Records from a data source:
▬▬▬▬▬▬▬▬▬▬

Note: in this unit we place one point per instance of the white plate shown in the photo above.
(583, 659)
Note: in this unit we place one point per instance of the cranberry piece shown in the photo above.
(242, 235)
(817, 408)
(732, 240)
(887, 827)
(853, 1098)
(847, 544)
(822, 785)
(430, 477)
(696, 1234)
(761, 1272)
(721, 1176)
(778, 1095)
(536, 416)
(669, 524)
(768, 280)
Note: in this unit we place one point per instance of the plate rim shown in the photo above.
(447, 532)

▬▬▬▬▬▬▬▬▬▬

Write out every line of the material above, reproducing each one word for word.

Note: in this unit we place one point per instance of the white plate shown in the photo above.
(583, 659)
Note: in this unit we place one point per instance of the cranberry piece shown in the photo above.
(242, 235)
(817, 408)
(732, 240)
(887, 827)
(853, 1098)
(847, 544)
(822, 785)
(430, 477)
(696, 1234)
(761, 1272)
(721, 1176)
(778, 1095)
(536, 416)
(669, 524)
(768, 280)
Note: in this unit we place one point per instance of the plate rim shown in the photo above.
(447, 532)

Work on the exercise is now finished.